> TEKS BACAAN:
+-------+
SIAPA BERTANGGUNG JAWAB TERHADAP KEAMANAN DATA

Eko Supriahtno - Dosen IISIP Jakarta dan Praktisi Media (Foto : Dok. Pribadi)

Eko Suprihatno
Dosen IISIP Jakarta dan praktisi media

KEPALA Badan Siber dan Sandi Negara atau BSSN, Hinsa Siburian menjelaskan alasan utama peretas bisa mencuri data dari Pusat Data Nasional alias PDN adalah buruknya tata kelola. Dari hasil pengecekan BSSN, tidak ada back up atau cadangan data negara.

“Seharusnya data yang ada di (PDN) Surabaya ada persis seperti itu juga di Batam. Jadi begitu ada gangguan, misalnya di Surabaya, analoginya hampir sama seperti mati listrik, cukup hidupkan genset,” ujar Hinsa dalam rapat kerja dengan Menkominfo dan Komisi I DPR RI, Kamis (27/6). (katadata.co.id 27/6/2024)

Dua paragraf tersebut merupakan salah satu petikan berita yang mewarnai jagad informasi di negeri ini. Sehari kemudian muncul fakta yang lain dari sumber serupa.

Tak berdaya menghadapi serangan hacker Ransomware hingga Pusat Data Nasional (PDN) lumpuh dan mengganggu layanan publik, para lembaga pemerintah justru saling menyalahkan dan lempar tanggung jawab.

Momen ini terjadi ketika rapat kerja (raker) di Gedung Parlemen, Senayan, Jakarta pada Kamis (27/6/2024). Para lembaga negara yang tak berdaya menghadapi serangan hacker Ransomware saling lempar tanggung jawab. (tvonenews.com 28/6/2024).

Cukup dua petikan dari dua portal itu saja untuk menggambarkan betapa semrawutnya pengelolaan data di negeri ini. Sama kusut dan ruwetnya seperti kabel-kabel yang menggantung di berbagai sudut ibu kota negara bernama DKI Jakarta. Nyaris tak pernah ada pihak yang mengaku bertanggung jawab atas keruwetan yang terjadi.

Jadi kalau kemudian Kepala Badan Siber dan Sandi Negara Hinsa Siburian, sebagaimana dikutip tvonenews.com, menunjuk Kementerian Komunikasi dan Informatika (Kemenkominfo) sebagai pihak yang bertanggung jawab, seakan menggambarkan tidak ada koordinasi yang apik di antara para pemimpin tersebut.

Kalau sudah begitu, apakah Presiden Joko Widodo bisa dianggap salah dalam memilih sejumlah pembantunya, tentu tak segampang itu melemparkan tudingan. Pasalnya, pemilihan menteri atau kepala lembaga negara sudah melalui sejumlah prosedur yang ketat.

Setiap kementerian dan lembaga negara sebagaimana penjelasan Hinsa di portal berita itu, harusnya Kominfo sudah menyiapkan data cadangan secara menyeluruh di pusat PDN yang ada di Batam. Dalam kasus ini, misalnya, data dari PDN sementara 2 yang ada di Surabaya maupun PDN sementara 1 di Serpong seharusnya di-back up ke PDN pusat.
+-------+
> DAFTAR BARIS:
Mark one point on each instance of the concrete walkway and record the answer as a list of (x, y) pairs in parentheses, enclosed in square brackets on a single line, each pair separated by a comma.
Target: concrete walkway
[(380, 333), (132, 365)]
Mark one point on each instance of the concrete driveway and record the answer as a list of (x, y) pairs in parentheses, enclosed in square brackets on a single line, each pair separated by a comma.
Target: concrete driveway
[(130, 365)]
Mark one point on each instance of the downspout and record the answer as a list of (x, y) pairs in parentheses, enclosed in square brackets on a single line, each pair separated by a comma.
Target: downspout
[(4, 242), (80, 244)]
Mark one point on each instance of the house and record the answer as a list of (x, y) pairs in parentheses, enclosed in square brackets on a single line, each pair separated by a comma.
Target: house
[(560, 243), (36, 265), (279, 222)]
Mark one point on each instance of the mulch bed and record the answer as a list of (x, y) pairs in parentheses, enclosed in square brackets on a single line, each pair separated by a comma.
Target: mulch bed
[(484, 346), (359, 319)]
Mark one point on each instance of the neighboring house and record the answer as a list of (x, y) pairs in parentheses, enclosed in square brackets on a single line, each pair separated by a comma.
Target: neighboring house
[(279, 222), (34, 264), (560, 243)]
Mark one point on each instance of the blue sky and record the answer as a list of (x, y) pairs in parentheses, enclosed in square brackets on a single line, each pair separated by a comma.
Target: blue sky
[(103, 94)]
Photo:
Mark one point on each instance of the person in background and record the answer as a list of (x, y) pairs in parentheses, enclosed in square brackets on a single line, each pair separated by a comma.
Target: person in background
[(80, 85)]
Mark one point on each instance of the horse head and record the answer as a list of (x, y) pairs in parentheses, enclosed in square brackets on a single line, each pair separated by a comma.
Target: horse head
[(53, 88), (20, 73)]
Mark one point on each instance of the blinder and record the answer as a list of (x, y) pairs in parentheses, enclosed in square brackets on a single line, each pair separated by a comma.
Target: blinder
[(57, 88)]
+-------+
> KUMPULAN TUGAS:
1) Sebutkan semua kota yang disebut dalam teks tentang keamanan data sebagai lokasi PDN.
2) Perbarui bagian teks tentang keamanan data yang dimulai dengan kata-kata "Setiap kementerian dan" dan berakhir dengan "ke PDN pusat.". Tulis ulang bagian itu dengan "Kominfo" diganti menjadi "Kemenkominfo".
Baris-baris di atas tidak berhubungan dengan teks tentang keamanan data.

> PENYELESAIAN SOAL:
1) Surabaya, Batam, Serpong

2)
Setiap kementerian dan lembaga negara sebagaimana penjelasan Hinsa di portal berita itu, harusnya Kemenkominfo sudah menyiapkan data cadangan secara menyeluruh di pusat PDN yang ada di Batam. Dalam kasus ini, misalnya, data dari PDN sementara 2 yang ada di Surabaya maupun PDN sementara 1 di Serpong seharusnya di-back up ke PDN pusat.